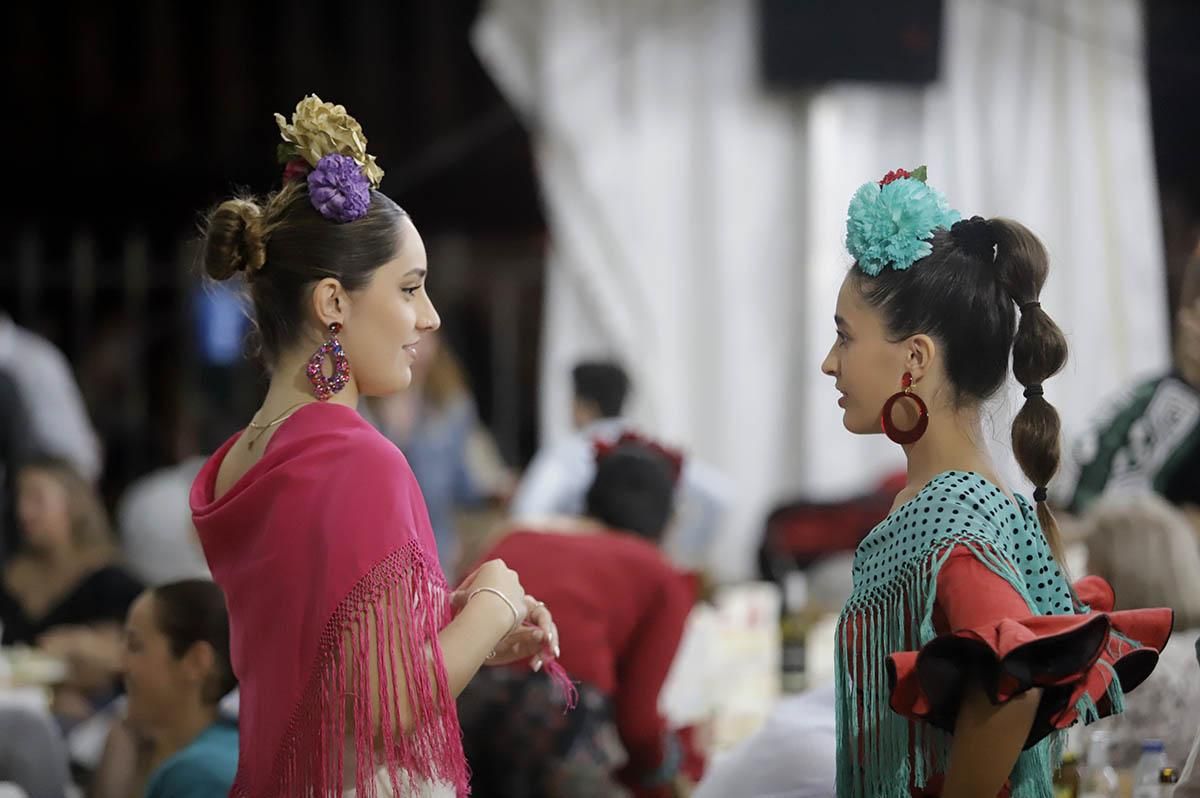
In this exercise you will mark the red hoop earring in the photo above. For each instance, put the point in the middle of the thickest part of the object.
(325, 387)
(895, 433)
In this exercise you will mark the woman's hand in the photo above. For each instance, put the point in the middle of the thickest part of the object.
(537, 639)
(495, 575)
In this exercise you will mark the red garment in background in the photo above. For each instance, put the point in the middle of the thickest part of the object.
(621, 607)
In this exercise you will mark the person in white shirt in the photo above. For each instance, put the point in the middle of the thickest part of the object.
(791, 756)
(558, 477)
(52, 397)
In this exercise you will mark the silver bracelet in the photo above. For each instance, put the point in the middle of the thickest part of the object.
(516, 617)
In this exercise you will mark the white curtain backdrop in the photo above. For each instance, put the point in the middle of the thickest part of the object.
(697, 219)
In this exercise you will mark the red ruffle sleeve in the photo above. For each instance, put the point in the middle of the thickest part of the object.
(985, 630)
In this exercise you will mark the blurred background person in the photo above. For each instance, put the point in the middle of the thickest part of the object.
(435, 423)
(559, 474)
(621, 607)
(1149, 439)
(57, 411)
(159, 541)
(34, 755)
(177, 671)
(1149, 552)
(64, 591)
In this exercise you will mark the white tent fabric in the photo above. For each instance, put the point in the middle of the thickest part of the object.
(697, 219)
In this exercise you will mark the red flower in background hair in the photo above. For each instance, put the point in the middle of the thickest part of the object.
(673, 456)
(895, 174)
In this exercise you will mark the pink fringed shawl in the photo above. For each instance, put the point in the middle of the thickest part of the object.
(323, 549)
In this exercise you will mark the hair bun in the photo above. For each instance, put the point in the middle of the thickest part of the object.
(235, 239)
(976, 237)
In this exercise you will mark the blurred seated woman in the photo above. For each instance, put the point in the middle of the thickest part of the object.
(1146, 550)
(63, 591)
(177, 671)
(621, 607)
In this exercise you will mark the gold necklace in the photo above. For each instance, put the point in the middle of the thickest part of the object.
(280, 419)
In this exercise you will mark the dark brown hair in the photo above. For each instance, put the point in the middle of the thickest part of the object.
(193, 611)
(283, 246)
(981, 306)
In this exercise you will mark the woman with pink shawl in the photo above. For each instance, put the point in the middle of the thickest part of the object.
(347, 642)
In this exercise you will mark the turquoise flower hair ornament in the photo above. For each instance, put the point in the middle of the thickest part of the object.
(889, 222)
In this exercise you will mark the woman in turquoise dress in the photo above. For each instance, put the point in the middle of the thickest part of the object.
(964, 651)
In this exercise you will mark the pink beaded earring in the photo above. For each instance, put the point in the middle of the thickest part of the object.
(324, 387)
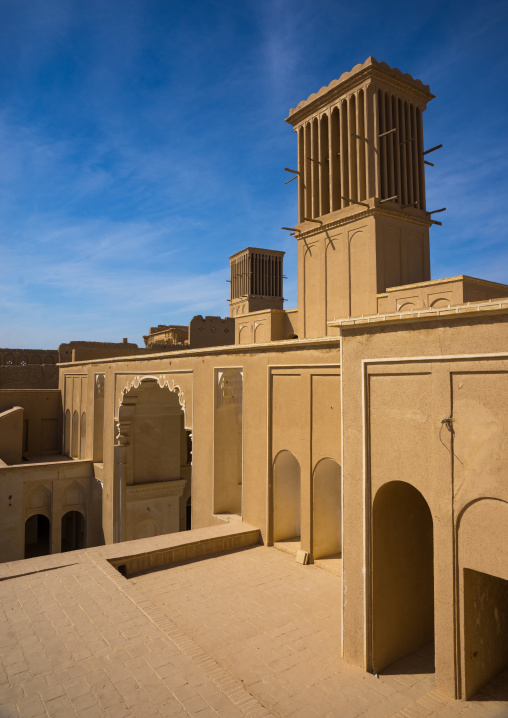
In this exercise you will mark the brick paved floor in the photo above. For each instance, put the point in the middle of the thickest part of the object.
(250, 634)
(275, 625)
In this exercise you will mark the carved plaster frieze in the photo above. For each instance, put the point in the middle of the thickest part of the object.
(162, 381)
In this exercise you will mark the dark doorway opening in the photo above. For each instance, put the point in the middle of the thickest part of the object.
(73, 531)
(37, 536)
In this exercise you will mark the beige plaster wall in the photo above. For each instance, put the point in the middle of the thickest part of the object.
(29, 376)
(266, 326)
(438, 294)
(394, 431)
(344, 268)
(50, 489)
(11, 435)
(42, 413)
(312, 434)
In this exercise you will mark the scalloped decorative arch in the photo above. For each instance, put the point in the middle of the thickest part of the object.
(163, 383)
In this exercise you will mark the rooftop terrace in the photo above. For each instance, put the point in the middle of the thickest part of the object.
(249, 632)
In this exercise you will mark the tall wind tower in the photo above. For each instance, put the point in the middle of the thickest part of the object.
(362, 220)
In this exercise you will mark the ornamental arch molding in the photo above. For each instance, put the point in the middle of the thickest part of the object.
(174, 384)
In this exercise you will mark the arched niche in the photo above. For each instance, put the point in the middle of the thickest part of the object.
(327, 509)
(73, 531)
(37, 535)
(128, 395)
(151, 429)
(402, 573)
(286, 496)
(483, 580)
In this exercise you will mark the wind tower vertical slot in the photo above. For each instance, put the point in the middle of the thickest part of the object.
(325, 165)
(335, 189)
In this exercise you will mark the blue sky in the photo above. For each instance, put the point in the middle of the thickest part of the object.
(142, 142)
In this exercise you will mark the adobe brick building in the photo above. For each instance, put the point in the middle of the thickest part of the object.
(369, 424)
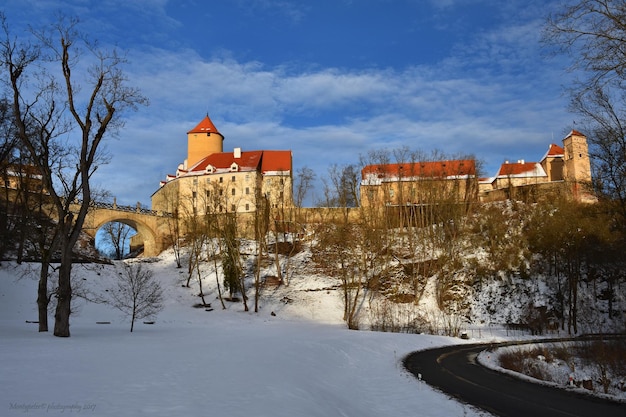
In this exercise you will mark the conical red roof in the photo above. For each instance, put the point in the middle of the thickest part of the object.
(205, 126)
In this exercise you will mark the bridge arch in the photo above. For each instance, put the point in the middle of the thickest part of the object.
(143, 231)
(147, 224)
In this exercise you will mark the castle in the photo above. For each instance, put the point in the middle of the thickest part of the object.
(562, 170)
(213, 181)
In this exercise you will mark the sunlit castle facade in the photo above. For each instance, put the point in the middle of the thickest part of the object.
(566, 169)
(213, 181)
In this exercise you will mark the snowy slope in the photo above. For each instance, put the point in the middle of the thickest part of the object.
(300, 362)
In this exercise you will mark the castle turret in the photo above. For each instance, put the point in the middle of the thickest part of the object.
(576, 156)
(202, 141)
(577, 165)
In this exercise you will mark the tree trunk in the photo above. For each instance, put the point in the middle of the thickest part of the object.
(64, 295)
(42, 297)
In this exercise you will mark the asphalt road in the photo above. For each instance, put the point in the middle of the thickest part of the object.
(455, 371)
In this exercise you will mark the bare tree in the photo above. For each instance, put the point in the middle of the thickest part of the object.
(593, 34)
(137, 294)
(62, 126)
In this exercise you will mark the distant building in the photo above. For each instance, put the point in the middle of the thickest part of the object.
(417, 183)
(563, 170)
(213, 181)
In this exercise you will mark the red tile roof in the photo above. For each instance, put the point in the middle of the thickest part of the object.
(521, 169)
(438, 169)
(265, 161)
(555, 150)
(205, 126)
(275, 161)
(575, 133)
(223, 160)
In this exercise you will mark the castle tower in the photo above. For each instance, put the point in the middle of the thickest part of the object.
(576, 155)
(577, 166)
(202, 141)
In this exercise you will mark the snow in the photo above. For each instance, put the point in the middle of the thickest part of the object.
(557, 373)
(302, 361)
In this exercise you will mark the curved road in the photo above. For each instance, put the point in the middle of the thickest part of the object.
(454, 371)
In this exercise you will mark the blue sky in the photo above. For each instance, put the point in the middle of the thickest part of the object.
(328, 79)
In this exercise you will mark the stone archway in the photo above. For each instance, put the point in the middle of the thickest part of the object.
(147, 226)
(144, 234)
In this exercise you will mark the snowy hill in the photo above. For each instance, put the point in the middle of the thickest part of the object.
(302, 361)
(294, 357)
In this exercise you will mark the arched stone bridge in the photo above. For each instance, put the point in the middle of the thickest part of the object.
(151, 226)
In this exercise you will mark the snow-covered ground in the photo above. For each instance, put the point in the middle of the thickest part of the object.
(293, 358)
(302, 361)
(558, 373)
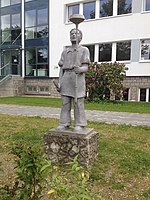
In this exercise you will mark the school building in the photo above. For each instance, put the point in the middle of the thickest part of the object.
(33, 34)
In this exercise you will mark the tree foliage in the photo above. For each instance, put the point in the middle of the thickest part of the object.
(105, 78)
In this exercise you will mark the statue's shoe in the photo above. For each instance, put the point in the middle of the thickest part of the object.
(78, 128)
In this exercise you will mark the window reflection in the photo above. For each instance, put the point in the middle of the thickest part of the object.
(5, 22)
(30, 33)
(37, 61)
(106, 8)
(30, 18)
(42, 31)
(105, 52)
(147, 6)
(15, 21)
(6, 36)
(145, 49)
(16, 34)
(42, 55)
(123, 50)
(74, 9)
(89, 10)
(42, 16)
(15, 2)
(92, 51)
(5, 3)
(124, 7)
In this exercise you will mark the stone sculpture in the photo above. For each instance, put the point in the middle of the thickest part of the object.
(73, 66)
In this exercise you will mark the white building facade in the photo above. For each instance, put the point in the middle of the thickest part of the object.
(113, 30)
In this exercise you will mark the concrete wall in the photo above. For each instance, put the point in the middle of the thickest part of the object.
(39, 86)
(12, 86)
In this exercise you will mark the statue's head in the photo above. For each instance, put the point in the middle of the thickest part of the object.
(73, 35)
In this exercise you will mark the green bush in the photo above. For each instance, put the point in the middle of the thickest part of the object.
(34, 174)
(105, 79)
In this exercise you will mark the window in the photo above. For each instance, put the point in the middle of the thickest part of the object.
(73, 9)
(30, 18)
(143, 94)
(36, 19)
(146, 5)
(106, 8)
(92, 51)
(11, 25)
(16, 21)
(123, 50)
(124, 6)
(5, 22)
(37, 61)
(42, 55)
(42, 16)
(105, 51)
(15, 2)
(89, 10)
(126, 94)
(145, 49)
(5, 3)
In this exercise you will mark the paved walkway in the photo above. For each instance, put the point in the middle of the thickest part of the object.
(134, 119)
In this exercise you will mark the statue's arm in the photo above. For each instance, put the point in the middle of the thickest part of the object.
(85, 60)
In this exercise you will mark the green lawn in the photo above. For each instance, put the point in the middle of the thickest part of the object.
(122, 170)
(118, 106)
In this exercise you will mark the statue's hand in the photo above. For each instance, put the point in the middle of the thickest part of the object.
(77, 69)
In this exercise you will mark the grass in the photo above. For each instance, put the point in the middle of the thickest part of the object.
(121, 171)
(117, 106)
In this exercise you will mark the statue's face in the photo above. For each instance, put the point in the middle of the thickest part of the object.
(73, 36)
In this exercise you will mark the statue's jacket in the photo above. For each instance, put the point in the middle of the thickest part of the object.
(67, 78)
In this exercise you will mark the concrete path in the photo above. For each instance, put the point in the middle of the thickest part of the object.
(133, 119)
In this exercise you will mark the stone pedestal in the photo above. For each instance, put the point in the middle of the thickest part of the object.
(63, 146)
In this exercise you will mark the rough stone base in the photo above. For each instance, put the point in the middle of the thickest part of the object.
(63, 146)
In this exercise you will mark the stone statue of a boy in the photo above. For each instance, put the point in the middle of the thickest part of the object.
(74, 62)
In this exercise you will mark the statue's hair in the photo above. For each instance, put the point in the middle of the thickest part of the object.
(78, 31)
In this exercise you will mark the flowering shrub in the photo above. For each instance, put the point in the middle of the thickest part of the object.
(105, 78)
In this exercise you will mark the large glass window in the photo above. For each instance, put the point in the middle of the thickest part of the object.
(37, 61)
(92, 51)
(30, 18)
(16, 21)
(123, 50)
(15, 2)
(36, 19)
(106, 8)
(146, 5)
(5, 3)
(124, 6)
(5, 22)
(145, 49)
(11, 23)
(142, 94)
(73, 9)
(89, 10)
(36, 34)
(105, 51)
(42, 16)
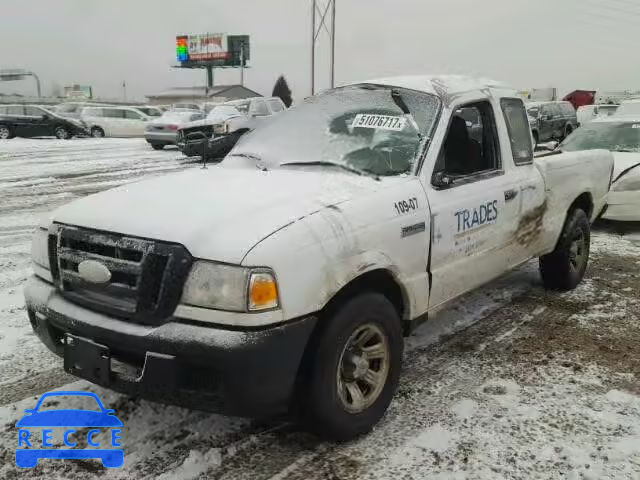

▸ Exercise goal
Print again, word for word, every line from the line with "In this exercise you will mark the stone statue" to the final line of the records, inclusive; skip the pictures.

▸ Exercise solution
In this exercise you will mark the stone statue of a boy in the photo above. For each instance, put the point in the middle of the thickest part of the object.
(74, 62)
In this exercise you will mark the statue's hair in the photo above. For each instance, put the point in the middle of the thickest part of the object.
(78, 31)
In this exercise you will mark the flowering shrub in the photo above. For each instance, put the point in the middle of the thickest part of the object.
(105, 78)
In this exercise you will mark the large glass window in the photo above. For each instance, put the point in the middle of the thickest part of the object.
(37, 61)
(92, 51)
(30, 18)
(16, 21)
(123, 50)
(15, 2)
(36, 19)
(106, 8)
(146, 5)
(5, 3)
(124, 6)
(5, 22)
(145, 49)
(11, 23)
(142, 94)
(73, 9)
(89, 10)
(36, 34)
(105, 51)
(42, 16)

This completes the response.